[Point-per-instance localization data]
- - - - - - -

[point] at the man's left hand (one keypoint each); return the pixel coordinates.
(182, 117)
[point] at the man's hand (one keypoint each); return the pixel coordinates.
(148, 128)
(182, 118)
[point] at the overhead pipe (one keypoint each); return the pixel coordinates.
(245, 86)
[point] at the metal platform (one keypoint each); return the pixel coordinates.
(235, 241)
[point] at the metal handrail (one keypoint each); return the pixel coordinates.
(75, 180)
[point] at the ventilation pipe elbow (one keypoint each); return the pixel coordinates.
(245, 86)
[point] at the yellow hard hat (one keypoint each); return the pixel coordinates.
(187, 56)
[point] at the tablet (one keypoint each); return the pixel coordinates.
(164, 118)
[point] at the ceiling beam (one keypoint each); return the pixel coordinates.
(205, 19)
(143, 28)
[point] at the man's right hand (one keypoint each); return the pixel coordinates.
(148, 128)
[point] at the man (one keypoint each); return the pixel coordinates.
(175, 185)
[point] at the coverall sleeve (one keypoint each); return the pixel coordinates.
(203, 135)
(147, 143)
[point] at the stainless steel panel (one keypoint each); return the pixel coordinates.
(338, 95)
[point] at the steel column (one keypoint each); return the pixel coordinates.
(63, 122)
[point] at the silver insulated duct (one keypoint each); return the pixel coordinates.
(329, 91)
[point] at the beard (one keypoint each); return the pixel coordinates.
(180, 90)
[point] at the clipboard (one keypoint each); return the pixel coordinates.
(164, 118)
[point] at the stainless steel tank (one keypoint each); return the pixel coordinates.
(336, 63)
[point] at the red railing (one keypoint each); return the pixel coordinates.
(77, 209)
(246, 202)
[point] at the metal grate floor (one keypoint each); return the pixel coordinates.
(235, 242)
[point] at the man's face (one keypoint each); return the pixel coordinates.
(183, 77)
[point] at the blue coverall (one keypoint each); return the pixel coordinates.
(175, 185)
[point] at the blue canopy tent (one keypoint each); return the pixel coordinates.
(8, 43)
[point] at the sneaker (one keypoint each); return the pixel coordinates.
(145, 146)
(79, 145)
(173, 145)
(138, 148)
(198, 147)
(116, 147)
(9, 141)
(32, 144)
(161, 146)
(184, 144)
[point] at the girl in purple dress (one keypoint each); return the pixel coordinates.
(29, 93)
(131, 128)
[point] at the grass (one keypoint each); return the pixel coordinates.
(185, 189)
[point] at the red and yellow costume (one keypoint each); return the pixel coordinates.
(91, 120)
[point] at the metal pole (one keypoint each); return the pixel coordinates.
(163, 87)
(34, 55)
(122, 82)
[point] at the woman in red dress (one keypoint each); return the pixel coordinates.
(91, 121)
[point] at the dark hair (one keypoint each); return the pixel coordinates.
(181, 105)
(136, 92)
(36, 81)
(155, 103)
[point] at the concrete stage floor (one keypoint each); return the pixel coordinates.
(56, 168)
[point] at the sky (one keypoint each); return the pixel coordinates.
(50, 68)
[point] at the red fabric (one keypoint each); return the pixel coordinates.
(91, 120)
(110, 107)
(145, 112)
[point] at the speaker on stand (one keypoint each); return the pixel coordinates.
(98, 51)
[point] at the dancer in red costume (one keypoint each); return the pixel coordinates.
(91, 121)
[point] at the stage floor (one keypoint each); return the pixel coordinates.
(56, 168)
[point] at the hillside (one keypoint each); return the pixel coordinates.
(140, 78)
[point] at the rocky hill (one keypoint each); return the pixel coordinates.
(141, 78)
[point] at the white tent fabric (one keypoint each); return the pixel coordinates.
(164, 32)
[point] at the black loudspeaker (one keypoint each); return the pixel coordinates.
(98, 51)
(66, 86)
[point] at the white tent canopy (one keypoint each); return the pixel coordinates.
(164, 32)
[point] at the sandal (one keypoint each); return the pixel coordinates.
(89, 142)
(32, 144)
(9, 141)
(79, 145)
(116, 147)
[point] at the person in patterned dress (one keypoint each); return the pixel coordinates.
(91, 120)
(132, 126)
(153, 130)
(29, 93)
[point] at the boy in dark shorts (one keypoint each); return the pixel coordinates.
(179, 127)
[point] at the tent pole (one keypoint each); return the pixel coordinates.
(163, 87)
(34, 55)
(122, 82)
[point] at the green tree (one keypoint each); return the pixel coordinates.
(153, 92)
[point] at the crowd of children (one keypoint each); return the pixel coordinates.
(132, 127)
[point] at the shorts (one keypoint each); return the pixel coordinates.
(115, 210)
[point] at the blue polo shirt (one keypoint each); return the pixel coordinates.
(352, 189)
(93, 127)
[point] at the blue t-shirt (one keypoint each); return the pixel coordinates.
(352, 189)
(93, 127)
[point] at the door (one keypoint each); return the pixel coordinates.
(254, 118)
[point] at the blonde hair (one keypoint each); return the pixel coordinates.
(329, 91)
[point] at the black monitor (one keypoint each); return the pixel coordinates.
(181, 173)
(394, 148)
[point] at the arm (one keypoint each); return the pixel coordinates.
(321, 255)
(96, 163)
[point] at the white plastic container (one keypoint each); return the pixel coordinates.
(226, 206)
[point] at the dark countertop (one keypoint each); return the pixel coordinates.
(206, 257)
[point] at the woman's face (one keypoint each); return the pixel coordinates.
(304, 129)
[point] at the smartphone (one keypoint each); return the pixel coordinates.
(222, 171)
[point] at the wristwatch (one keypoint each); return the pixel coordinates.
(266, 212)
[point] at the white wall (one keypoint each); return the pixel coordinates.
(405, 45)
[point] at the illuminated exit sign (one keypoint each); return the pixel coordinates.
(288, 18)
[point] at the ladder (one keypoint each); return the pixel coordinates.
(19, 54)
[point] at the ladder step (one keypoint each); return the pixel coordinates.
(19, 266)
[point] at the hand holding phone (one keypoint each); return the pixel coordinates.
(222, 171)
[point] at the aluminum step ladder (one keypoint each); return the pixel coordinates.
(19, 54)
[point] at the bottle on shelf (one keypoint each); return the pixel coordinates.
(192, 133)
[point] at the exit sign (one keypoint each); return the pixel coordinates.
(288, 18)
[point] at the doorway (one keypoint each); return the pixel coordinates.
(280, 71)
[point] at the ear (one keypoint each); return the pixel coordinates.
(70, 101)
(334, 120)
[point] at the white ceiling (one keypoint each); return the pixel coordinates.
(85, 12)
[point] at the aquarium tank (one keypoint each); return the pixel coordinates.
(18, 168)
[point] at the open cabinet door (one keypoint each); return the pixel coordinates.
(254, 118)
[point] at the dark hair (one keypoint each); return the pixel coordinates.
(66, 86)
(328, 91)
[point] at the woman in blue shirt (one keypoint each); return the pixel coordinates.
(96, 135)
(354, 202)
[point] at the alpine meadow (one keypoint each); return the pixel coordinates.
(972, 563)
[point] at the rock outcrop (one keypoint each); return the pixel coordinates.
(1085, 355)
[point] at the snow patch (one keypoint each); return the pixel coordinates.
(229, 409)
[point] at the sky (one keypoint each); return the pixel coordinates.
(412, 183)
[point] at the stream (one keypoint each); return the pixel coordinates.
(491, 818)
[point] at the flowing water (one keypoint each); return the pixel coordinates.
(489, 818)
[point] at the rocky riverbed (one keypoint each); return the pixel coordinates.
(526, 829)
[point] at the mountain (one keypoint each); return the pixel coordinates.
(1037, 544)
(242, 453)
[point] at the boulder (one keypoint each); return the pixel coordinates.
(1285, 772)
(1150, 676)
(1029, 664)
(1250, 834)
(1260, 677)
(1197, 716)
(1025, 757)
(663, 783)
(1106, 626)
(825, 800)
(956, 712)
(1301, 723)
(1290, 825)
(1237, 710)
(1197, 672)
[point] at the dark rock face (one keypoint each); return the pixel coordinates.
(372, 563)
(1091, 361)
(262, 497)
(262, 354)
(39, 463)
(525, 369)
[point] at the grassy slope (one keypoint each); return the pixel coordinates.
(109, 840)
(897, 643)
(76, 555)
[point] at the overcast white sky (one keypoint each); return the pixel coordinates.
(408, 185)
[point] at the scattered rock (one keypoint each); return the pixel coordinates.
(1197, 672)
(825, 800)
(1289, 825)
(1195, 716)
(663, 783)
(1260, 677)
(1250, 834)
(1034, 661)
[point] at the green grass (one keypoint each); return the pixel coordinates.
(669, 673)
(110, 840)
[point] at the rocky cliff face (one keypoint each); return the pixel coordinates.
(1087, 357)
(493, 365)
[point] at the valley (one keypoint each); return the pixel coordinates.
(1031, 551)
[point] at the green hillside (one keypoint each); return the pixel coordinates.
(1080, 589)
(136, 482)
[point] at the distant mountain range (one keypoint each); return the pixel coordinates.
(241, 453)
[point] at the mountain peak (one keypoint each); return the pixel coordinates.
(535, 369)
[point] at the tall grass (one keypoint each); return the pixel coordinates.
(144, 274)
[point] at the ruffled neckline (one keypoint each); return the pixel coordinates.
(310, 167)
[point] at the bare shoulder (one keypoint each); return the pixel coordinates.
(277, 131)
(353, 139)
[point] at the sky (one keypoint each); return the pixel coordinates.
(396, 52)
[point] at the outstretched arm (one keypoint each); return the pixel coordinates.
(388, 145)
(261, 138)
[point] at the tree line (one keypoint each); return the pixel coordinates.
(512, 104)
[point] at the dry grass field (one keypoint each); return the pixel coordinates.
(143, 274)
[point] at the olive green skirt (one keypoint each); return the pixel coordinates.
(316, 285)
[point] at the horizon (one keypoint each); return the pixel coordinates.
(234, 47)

- - - - - - -

> [What is needed]
All lines from the one containing "[point] at the ruffled" through the end of the data, and no others, are to be given again word for word.

> [Exercise output]
[point] at the ruffled neckline (one keypoint each); return the pixel coordinates.
(310, 167)
[point] at the bare shoulder (one keypoint each); return the pixel coordinates.
(277, 131)
(353, 139)
[point] at the sky (one keypoint each); return the pixel coordinates.
(396, 52)
[point] at the outstretched arm (one keypoint each); return the pixel coordinates.
(388, 145)
(261, 138)
[point] at the tree line (one keypoint each); return the pixel coordinates.
(512, 104)
[point] at the dry grass field (one keypoint each); return the pixel coordinates.
(143, 274)
[point] at the olive green skirt (one keypoint each); return the pixel coordinates.
(316, 285)
[point] at the horizon (one keypoint each); return the pixel coordinates.
(234, 47)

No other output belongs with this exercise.